_PROBLEMS TO WORK ON_
[A] In the shop terms, what minimum age is required to register?
[B] List the mandatory entries that the shop terms name as the minimum information required when registering or checking out.

_EXCERPT TO READ_
------------------------------------------------------------
General Terms and Conditions Mute+® Shop
General terms and conditions of business
1. Scope
2. Contracting parties
The customer's contractual partner is Lindner SE, Bahnhofstraße 29, 94424 Arnstorf, Germany; telephone number +49 8723 20-0; email: info@lindner-group.com
3. Conclusion of contract
3.1 The customer can select products from Lindner's range. To do this, prior registration or entering data in the checkout is required. When registering or checking out in the shopping cart, certain mandatory entries must be made. This includes at least the following information:
- First name Last Name
- company
- Address (delivery and invoice)
- phone
The data is required to create a free customer account. In addition, the address details and telephone number(s) are required to fulfill the delivery and are passed on to our internal/external shipping service providers. The mandatory entries, which are absolutely necessary, are marked in red.
3.2 The personal data (name, address, etc.) must be correct, as a variety of documents are generated on the basis of this data, including an invoice for deliveries. The customer or the person acting on the customer's behalf is obliged to provide information completely and truthfully, to fulfil the obligations arising from the conclusion of the contract and to assure that he is authorized to conclude the respective contract and the associated payment obligation. He is also obliged not to pass on the access data to his customer account to unauthorized third parties and to protect it appropriately against unauthorized access by third parties in accordance with the current state of the art.
3.3 Registration requires a minimum age of 18 years. Minors are not permitted to register.
- By selecting products The customer can collect these in a shopping cart using the “Add to cart” button.
- The motif presentations in the online shop do not represent a binding request to conclude a contract. Rather, it is a non-binding invitation to order goods with the motifs offered in the online shop by submitting a binding offer. By clicking on the "buy now" button, the customer submits a binding request to purchase the goods in the shopping cart. Before submitting the order, the customer can change and view the data at any time. By clicking on the shopping bag icon, the shopping cart overview is accessible at any time and the number and quantity of items can be adjusted.
- Lindner then sends the customer an automatic confirmation of receipt by email, in which the customer's order is listed again in the form of an order confirmation and attached as a file. The customer can print this out for their own purposes using the "Print" function. The automatic confirmation of receipt merely documents that the customer's order has been received by Lindner and does not constitute acceptance of the application to conclude the contract.
------------------------------------------------------------
_RECORD EXTRACTS_
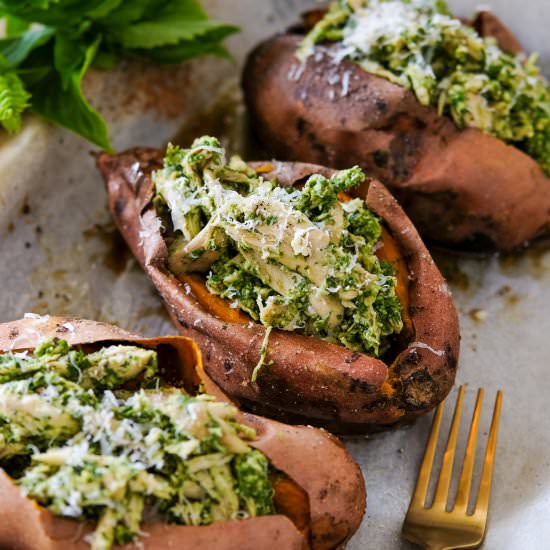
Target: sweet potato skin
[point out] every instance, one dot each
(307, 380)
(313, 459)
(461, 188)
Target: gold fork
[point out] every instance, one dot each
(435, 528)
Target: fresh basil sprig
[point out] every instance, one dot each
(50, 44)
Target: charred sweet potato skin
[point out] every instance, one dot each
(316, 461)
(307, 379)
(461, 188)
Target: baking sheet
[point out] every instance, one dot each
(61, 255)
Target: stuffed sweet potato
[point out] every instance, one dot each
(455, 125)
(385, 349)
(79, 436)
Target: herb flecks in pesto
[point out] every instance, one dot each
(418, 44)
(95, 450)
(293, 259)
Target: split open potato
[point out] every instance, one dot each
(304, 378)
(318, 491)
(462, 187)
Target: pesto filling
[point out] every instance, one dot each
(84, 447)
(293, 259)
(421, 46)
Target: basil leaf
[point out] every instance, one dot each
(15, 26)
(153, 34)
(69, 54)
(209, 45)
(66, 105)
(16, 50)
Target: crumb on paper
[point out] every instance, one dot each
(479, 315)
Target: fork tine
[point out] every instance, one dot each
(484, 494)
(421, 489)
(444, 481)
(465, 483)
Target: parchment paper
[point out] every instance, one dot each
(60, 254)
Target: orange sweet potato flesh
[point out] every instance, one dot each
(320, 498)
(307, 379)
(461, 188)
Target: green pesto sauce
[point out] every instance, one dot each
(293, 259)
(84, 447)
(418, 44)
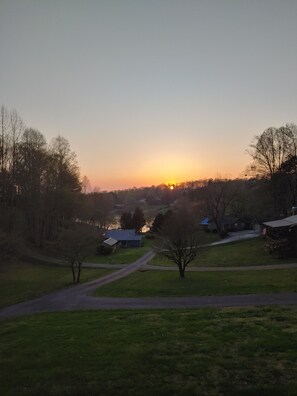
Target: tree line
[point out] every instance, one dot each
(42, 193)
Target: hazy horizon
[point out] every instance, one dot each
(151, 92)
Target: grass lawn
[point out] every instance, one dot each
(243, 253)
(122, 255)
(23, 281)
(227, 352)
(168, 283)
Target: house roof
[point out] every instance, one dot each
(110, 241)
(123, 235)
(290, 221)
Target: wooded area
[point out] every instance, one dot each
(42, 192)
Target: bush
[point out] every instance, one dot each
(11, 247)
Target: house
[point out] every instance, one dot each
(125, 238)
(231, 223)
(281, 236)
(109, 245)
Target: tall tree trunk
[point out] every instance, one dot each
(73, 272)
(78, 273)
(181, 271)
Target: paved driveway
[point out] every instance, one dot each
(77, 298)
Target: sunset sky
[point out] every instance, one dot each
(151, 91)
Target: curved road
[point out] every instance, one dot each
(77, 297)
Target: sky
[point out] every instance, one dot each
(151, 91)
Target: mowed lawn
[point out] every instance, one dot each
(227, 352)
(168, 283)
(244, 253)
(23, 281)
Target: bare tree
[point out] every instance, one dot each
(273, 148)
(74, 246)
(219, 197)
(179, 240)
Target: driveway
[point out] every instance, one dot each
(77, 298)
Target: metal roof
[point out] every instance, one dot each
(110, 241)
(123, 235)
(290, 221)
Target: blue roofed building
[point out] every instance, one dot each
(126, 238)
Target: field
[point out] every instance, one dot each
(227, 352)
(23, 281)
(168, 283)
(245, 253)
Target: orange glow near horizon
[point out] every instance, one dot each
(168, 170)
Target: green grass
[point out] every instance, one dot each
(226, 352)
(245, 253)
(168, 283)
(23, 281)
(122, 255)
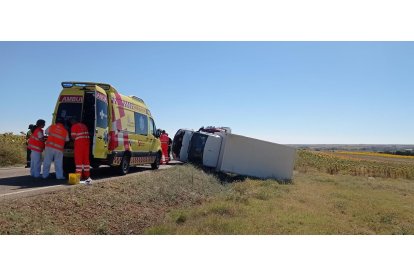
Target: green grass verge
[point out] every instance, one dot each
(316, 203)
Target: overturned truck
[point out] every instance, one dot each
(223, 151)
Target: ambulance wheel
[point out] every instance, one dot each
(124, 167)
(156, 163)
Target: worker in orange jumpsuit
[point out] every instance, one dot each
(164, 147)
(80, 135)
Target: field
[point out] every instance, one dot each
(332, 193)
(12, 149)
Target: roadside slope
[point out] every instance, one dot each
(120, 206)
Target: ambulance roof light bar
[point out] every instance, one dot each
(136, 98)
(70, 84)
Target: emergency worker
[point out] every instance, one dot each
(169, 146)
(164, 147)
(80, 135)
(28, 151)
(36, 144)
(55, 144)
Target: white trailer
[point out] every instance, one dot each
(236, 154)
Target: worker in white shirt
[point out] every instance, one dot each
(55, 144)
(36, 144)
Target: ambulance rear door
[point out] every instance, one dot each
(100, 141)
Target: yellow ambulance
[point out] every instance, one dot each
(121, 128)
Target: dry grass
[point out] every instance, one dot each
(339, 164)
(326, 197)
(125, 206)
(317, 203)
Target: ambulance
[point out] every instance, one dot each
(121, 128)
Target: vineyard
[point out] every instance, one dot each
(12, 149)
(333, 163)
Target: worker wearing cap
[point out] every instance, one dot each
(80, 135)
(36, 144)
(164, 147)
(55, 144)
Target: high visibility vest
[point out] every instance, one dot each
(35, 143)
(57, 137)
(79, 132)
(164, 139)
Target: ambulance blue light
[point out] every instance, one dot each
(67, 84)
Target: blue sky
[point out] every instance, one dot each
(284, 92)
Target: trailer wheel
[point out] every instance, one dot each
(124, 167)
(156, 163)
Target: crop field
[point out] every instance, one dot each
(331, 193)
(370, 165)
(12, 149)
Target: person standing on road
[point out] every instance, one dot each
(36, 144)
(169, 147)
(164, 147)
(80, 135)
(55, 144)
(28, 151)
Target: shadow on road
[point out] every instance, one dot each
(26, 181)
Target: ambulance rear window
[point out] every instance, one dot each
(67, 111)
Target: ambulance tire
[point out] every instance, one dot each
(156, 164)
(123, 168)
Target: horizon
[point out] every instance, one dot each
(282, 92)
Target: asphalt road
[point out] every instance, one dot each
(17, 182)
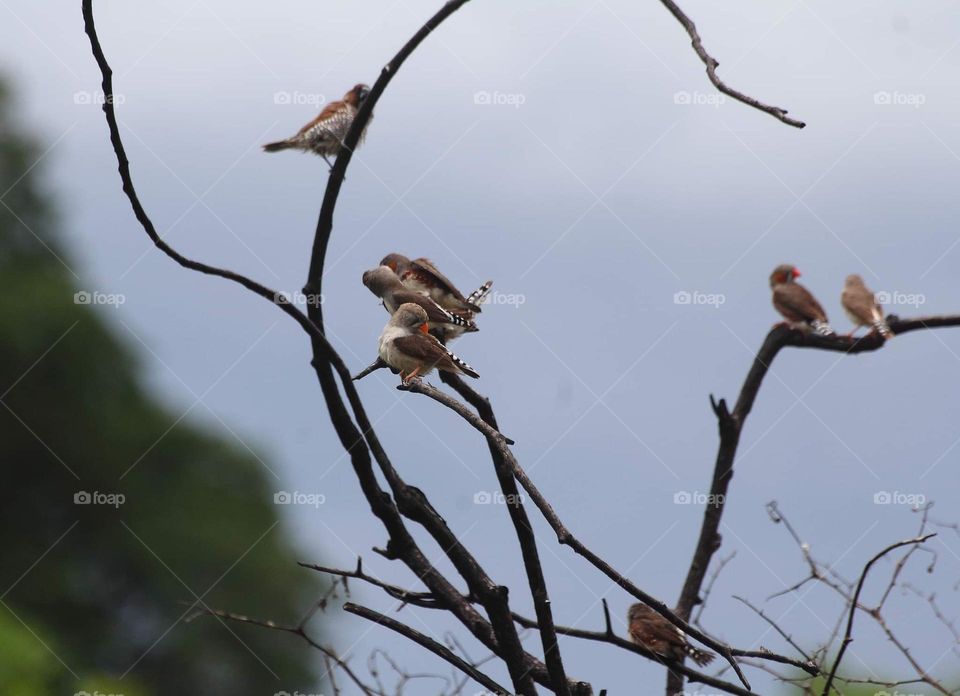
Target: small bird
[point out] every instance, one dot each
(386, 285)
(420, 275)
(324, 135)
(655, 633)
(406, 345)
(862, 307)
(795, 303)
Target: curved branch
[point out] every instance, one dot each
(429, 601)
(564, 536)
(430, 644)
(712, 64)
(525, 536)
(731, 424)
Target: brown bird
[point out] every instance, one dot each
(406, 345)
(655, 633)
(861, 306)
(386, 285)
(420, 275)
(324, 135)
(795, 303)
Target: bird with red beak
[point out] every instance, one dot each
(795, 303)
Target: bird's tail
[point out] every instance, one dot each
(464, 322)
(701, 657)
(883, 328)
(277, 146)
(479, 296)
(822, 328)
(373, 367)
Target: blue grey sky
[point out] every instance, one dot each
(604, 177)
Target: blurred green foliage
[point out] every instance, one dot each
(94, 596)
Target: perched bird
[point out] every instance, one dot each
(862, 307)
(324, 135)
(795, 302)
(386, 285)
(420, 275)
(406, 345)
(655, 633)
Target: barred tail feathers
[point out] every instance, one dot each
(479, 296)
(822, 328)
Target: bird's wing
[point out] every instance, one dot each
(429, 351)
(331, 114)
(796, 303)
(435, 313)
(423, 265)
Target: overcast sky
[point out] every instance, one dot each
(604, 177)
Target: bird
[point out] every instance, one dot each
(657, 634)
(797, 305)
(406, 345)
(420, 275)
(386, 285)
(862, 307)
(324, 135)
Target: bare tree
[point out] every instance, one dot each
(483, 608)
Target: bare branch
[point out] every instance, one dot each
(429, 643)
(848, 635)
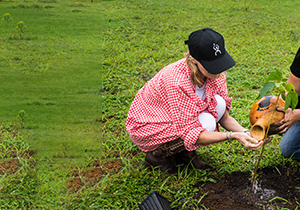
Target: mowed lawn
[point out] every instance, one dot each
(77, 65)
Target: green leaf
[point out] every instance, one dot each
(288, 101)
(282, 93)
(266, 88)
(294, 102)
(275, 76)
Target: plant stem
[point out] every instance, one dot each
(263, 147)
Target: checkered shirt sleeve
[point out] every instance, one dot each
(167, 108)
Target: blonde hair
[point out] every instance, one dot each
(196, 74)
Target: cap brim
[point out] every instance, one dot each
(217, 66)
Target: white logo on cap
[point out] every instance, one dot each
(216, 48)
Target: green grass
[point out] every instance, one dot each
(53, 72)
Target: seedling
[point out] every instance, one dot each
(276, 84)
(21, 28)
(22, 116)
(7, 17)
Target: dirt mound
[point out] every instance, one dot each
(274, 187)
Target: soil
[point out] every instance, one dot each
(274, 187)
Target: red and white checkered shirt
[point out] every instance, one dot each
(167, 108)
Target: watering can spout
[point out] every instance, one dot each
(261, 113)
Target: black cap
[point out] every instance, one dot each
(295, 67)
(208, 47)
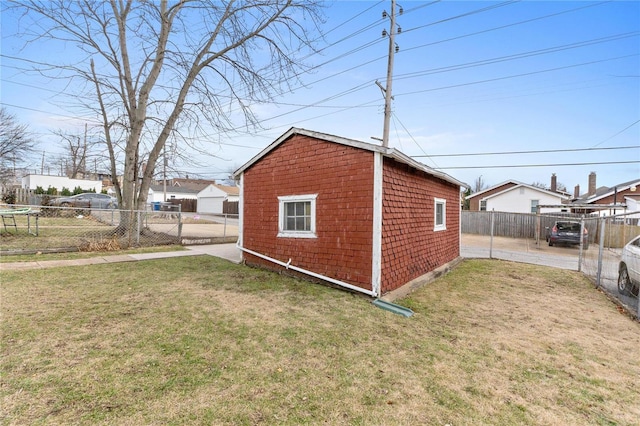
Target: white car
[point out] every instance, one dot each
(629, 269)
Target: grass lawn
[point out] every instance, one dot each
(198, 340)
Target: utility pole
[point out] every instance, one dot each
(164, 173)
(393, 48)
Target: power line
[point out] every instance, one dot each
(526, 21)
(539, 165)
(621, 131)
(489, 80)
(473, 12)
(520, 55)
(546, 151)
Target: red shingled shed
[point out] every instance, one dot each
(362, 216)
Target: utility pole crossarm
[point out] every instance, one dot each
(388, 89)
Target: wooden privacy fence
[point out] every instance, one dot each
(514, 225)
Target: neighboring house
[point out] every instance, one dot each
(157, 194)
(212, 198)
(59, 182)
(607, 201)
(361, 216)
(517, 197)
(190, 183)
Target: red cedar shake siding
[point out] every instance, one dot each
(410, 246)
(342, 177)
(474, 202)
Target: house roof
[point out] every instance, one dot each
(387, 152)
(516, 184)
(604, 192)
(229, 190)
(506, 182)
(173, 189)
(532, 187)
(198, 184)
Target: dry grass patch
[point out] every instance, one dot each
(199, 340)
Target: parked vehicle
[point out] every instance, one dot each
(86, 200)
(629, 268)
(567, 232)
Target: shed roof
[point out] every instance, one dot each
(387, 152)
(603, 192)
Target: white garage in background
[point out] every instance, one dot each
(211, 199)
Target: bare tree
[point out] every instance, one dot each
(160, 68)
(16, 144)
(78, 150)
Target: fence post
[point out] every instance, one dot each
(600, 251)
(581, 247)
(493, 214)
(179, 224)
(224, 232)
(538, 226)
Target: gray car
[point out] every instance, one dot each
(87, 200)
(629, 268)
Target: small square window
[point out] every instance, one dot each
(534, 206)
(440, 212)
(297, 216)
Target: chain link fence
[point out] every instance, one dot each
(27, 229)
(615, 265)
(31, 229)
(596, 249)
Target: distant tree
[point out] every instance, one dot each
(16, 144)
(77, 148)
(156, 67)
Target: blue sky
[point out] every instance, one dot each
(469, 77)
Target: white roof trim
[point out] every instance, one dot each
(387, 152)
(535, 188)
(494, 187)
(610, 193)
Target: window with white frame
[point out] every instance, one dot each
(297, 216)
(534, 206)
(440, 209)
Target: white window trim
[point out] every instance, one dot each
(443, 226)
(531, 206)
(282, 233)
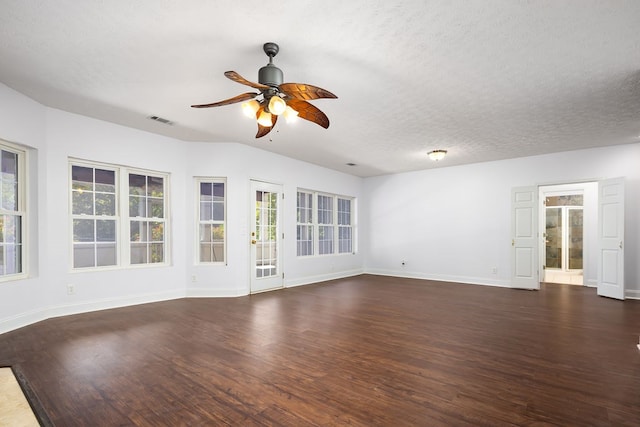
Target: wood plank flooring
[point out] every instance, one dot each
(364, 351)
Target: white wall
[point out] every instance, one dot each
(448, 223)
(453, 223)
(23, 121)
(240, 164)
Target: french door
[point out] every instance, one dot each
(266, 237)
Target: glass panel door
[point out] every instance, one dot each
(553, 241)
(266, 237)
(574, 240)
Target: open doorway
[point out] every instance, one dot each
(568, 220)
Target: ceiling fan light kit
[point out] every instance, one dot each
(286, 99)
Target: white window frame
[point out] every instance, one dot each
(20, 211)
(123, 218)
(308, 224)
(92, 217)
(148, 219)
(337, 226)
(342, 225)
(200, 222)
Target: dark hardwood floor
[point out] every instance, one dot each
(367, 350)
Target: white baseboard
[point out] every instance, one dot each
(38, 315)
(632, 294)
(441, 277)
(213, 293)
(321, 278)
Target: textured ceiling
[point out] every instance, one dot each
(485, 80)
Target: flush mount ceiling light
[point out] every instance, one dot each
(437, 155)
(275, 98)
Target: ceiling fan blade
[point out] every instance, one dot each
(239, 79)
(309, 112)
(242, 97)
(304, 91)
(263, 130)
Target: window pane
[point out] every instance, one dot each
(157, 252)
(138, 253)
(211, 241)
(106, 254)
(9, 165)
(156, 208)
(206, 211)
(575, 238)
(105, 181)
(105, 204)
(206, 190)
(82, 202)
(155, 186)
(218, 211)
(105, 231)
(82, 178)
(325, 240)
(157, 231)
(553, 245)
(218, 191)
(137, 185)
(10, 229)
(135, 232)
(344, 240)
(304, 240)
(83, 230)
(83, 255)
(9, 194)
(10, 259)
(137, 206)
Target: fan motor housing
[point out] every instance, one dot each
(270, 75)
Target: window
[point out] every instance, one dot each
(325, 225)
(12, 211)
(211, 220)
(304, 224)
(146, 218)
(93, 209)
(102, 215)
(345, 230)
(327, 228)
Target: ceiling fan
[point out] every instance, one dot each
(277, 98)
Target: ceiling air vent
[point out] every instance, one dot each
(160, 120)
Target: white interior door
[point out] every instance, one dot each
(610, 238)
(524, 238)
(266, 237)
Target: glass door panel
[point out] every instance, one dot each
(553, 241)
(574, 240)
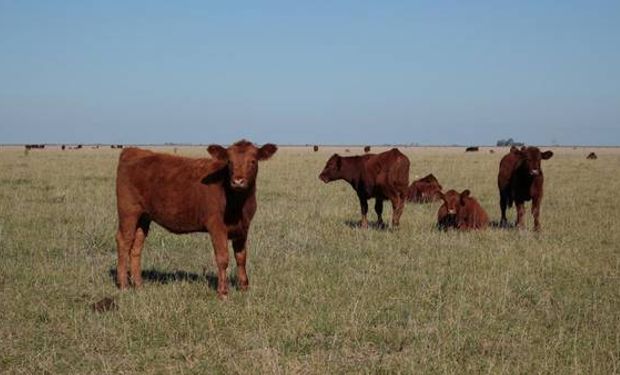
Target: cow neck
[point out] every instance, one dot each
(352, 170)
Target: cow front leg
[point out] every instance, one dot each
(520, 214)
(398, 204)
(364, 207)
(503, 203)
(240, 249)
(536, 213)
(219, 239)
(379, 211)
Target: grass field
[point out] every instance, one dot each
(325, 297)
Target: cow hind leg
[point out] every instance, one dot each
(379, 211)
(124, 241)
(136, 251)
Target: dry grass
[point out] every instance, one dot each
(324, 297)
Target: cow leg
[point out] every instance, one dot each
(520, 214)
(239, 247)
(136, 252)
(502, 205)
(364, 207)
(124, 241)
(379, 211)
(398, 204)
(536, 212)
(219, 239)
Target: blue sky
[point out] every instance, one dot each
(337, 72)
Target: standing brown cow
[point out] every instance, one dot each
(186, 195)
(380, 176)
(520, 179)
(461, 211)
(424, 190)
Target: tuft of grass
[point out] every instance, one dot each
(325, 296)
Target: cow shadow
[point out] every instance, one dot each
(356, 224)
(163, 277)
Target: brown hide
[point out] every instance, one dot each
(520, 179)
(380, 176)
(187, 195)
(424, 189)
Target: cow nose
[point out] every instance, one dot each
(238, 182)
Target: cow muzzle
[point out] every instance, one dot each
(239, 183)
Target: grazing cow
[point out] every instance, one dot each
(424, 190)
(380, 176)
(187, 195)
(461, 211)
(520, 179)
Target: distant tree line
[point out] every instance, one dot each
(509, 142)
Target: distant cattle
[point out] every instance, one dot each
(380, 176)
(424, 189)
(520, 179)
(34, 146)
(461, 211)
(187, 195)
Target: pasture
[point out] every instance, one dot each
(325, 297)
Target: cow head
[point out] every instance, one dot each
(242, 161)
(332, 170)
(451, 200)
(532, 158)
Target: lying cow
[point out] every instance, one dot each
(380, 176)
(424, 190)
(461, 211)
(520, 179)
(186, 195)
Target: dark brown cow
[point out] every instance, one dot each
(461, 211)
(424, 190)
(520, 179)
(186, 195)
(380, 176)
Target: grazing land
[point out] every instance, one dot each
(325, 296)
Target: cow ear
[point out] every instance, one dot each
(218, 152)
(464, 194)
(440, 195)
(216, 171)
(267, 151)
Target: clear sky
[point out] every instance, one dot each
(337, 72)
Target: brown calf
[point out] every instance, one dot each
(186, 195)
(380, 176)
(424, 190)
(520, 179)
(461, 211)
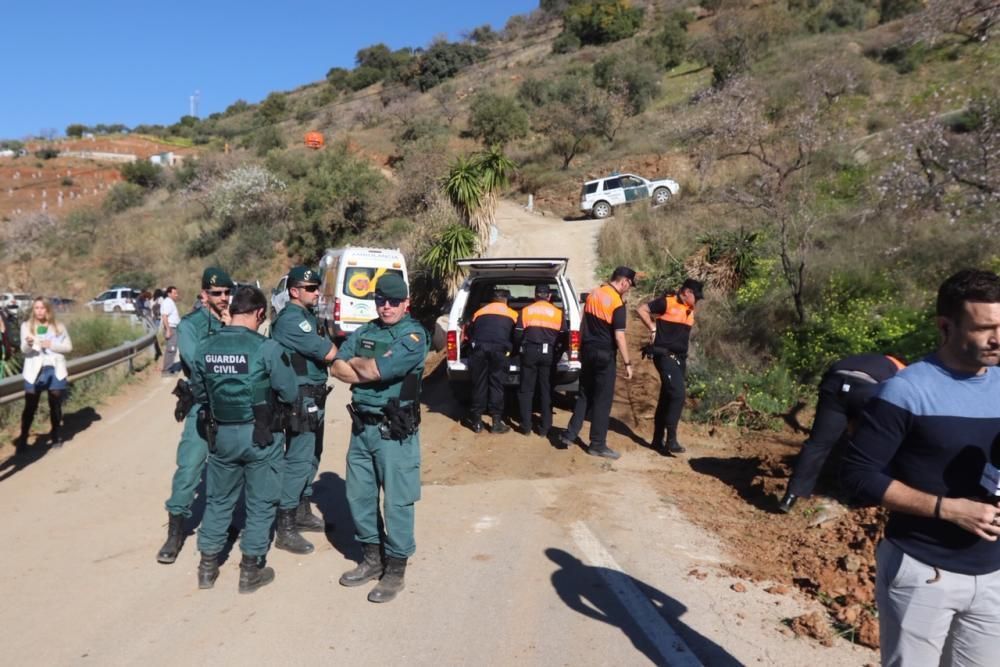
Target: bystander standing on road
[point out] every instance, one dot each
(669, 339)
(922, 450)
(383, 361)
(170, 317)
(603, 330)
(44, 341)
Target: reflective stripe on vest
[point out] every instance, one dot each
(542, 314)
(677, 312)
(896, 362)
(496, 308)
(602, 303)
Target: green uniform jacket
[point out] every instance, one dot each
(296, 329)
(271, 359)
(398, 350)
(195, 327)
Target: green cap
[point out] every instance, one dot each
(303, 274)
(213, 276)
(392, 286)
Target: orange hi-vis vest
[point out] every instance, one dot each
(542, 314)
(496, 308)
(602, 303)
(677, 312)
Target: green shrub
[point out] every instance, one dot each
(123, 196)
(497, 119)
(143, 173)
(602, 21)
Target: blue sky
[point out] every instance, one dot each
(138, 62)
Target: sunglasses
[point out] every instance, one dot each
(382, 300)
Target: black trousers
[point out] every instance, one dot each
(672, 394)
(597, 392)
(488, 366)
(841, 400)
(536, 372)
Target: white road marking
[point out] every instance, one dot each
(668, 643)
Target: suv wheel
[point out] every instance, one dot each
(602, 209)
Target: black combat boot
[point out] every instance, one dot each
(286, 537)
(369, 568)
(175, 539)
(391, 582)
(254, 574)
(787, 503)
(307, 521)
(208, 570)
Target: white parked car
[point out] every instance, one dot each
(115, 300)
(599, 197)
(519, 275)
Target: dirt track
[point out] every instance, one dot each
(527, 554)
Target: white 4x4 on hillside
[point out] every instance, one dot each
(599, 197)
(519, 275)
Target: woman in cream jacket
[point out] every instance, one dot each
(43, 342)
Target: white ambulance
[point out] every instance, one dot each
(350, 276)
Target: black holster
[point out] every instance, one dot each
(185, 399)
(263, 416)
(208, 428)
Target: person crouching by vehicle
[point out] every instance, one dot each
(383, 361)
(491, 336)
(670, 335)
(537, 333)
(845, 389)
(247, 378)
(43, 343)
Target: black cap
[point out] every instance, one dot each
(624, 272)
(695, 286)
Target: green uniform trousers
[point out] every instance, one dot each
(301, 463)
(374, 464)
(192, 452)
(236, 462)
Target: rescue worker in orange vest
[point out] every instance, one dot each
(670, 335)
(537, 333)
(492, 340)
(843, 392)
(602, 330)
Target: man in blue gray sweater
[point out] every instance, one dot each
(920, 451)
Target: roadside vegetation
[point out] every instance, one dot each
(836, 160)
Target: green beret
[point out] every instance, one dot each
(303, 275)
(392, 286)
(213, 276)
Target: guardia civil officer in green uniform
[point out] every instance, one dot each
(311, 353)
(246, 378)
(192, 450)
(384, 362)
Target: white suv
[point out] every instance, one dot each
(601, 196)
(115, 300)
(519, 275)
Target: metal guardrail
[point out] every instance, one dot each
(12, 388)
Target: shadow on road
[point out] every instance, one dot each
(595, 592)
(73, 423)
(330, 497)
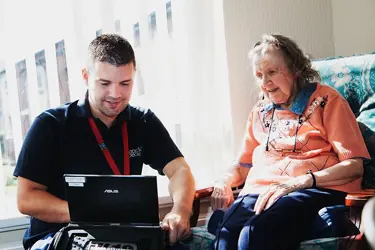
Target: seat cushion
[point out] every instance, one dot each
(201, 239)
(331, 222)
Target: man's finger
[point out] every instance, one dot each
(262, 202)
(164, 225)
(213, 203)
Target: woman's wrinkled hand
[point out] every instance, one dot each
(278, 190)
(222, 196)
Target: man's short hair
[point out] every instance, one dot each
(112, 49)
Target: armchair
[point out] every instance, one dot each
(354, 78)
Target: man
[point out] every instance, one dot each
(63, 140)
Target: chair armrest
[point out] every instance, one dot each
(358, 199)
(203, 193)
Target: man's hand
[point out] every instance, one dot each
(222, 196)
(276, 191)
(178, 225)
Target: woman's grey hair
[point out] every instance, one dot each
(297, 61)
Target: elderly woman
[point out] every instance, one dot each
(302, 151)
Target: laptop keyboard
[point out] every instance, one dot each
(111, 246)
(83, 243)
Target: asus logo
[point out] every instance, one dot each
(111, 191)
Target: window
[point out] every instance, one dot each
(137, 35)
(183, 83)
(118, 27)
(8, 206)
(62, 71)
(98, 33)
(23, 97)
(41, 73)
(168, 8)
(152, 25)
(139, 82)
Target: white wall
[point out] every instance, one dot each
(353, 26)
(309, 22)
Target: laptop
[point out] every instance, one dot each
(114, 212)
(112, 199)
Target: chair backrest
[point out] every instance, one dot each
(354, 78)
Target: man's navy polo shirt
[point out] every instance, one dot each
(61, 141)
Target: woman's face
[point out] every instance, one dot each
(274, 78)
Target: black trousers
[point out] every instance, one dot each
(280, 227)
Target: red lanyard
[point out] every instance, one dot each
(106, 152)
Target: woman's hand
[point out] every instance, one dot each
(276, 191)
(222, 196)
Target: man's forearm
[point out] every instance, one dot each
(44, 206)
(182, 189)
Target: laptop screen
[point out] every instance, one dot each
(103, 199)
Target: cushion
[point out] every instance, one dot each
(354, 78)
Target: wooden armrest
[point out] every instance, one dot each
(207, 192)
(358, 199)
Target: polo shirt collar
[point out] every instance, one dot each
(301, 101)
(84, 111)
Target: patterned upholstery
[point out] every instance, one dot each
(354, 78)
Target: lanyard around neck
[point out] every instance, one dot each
------------------------------------------------------------
_THE RESPONSES_
[A] 18 years

[B]
- First name Last Name
- company
- Address (delivery and invoice)
- phone